(Photo-based point labeling data)

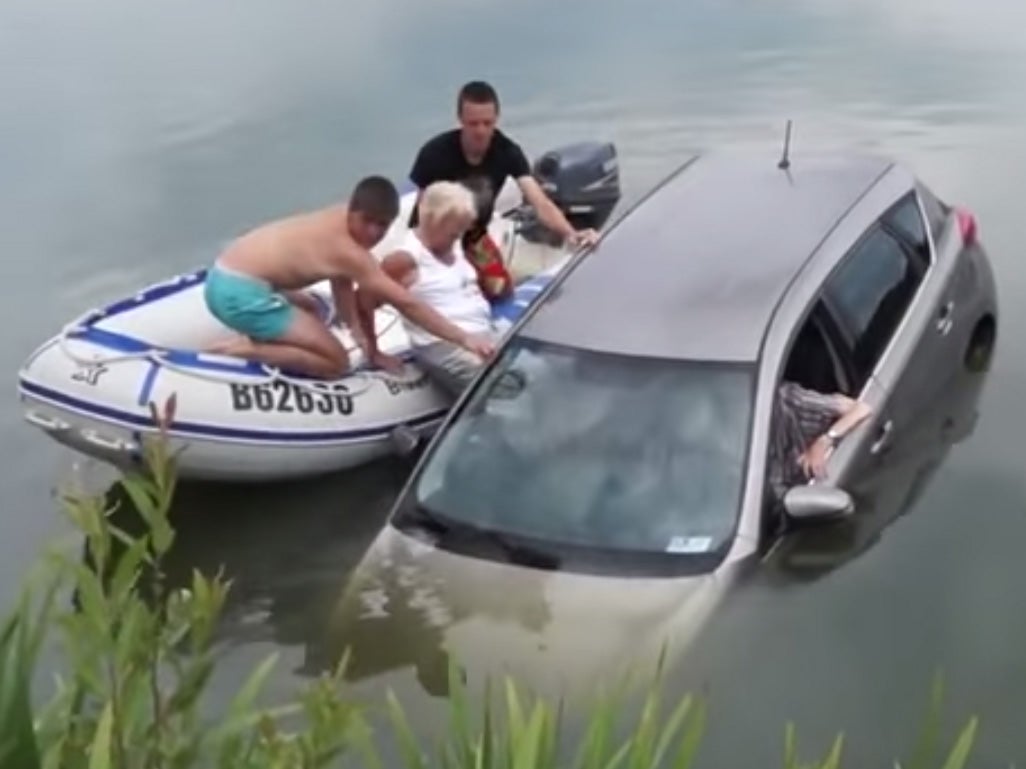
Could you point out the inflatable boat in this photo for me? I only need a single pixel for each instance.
(90, 387)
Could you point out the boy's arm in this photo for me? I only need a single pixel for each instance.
(345, 301)
(399, 267)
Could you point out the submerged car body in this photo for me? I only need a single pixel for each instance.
(601, 486)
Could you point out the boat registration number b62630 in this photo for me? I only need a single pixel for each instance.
(284, 397)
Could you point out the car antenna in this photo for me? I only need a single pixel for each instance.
(785, 159)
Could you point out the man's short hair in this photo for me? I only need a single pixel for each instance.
(476, 92)
(376, 197)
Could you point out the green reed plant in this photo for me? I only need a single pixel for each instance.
(137, 657)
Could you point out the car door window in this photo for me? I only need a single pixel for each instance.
(870, 292)
(937, 210)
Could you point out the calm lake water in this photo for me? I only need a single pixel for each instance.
(136, 137)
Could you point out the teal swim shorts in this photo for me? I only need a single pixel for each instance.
(247, 305)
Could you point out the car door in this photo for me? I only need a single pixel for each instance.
(893, 304)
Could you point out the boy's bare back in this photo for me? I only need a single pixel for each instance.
(299, 250)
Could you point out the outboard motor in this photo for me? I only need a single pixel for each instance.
(583, 179)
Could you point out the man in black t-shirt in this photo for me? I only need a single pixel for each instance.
(481, 157)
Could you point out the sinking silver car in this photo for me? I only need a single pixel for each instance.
(601, 487)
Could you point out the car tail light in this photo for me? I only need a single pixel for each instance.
(967, 226)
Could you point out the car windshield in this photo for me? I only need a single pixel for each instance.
(596, 450)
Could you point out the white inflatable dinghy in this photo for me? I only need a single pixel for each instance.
(90, 387)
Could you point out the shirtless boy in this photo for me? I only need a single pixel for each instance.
(253, 287)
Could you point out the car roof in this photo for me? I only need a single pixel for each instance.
(696, 270)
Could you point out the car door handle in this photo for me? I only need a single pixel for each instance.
(882, 438)
(945, 319)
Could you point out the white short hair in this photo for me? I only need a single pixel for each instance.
(443, 199)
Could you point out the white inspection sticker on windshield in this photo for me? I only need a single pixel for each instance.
(689, 544)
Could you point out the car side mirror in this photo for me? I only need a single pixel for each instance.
(816, 502)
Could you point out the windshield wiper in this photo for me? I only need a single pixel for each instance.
(423, 520)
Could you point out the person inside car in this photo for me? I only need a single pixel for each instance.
(807, 426)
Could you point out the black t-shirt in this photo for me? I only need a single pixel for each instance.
(441, 159)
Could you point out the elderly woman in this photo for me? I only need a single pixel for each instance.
(431, 264)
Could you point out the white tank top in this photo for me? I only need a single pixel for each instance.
(449, 289)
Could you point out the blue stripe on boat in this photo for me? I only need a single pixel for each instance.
(198, 430)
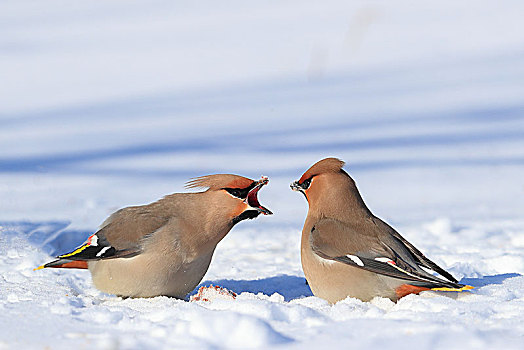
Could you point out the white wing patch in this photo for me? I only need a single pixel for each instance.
(355, 259)
(102, 251)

EXERCISE GOAL: Copy every line of the data exactly as written, excluding the pictures.

EXERCISE ANSWER:
Could you point out the inflatable boat in this photo for me? I only need a single pixel for each instance.
(90, 387)
Could you point out the boy's arm in this photo for me? I only need a single pixel for each instance.
(345, 301)
(399, 267)
Could you point out the submerged car body in this photo for me? I only need a single pixel for each instance.
(601, 486)
Could you point out the boat registration number b62630 in this photo for me? I only need a single pixel for each instance.
(284, 397)
Could you point out the car antenna in this photo for me? I only need a single pixel for each instance.
(785, 159)
Could you point out the man's short hair in this photo for me? I only need a single pixel for each instance.
(476, 92)
(376, 197)
Could you point out the green reed plant in this photo for me? I only need a single pixel for each instance.
(137, 657)
Could you point out the car door window in this photo for me? I only need a single pixel for each instance.
(870, 292)
(937, 210)
Could you point out the calm lake water in this photo for me? I only need a single pixel for each instance.
(136, 137)
Could you point out the teal swim shorts in this photo for me? I only need a single pixel for each instance.
(247, 305)
Could you point out the car door in this photo for me? I only need a single pixel for each instance.
(893, 304)
Could you point out the boy's bare back in this photo for me? I only need a single pixel for each instance.
(299, 250)
Could you point out the outboard motor in this photo for me? I only need a single pixel for each instance.
(583, 179)
Could you point out the man in black t-shirt in this photo for me? I only need a single pixel for each instance.
(481, 157)
Could you point out the sinking silver car in this photo for me? I only need a single pixel for each instance.
(601, 487)
Could you point out the car tail light in this photo for me? I only need a single pixel for each instance.
(967, 226)
Could you point out the car windshield in this photo for me? I only need a single pixel for each instance.
(596, 450)
Could you point out the white inflatable dinghy in this photo for me? I only need a single pixel for each instance.
(90, 387)
Could you point out the shirtless boy in this photo for me? I only need a single pixel for each instance.
(253, 287)
Could you point out the car roof in this photo for me? I only need a single pixel for each instance.
(696, 270)
Could you point out the car door handle in this photo for me? I only need a single pixel for each instance.
(882, 438)
(945, 319)
Could you point out the white short hair in this photo for me? I only need a single pixel for each instance.
(443, 199)
Could you point out the white inspection sticker on windshield in this photo for me? I only need a single pixel for each instance.
(689, 544)
Could you point out the car side mirror in this photo for me? I only need a single pixel for each instance.
(816, 502)
Could you point out the windshield wiper in this photo for me? I only need a single pixel for each instance.
(423, 520)
Could you point out the person inside car in this photo for me? I only need a single pixel for each instance.
(807, 426)
Could you point out the black t-shirt in this photo for me? I only need a single pixel for each instance.
(441, 159)
Could you point out the elderly woman in this photo for me? I only need a single pixel for each instance.
(431, 264)
Could you point out the white tank top in this photo for me? I only need a single pixel for each instance.
(449, 289)
Could you point out the blue stripe on boat in this photo for me? I only need a single pixel for each instance.
(198, 430)
Could you point out the white wing patch in this photo for me? I only need a single pixel for each instance.
(355, 259)
(102, 251)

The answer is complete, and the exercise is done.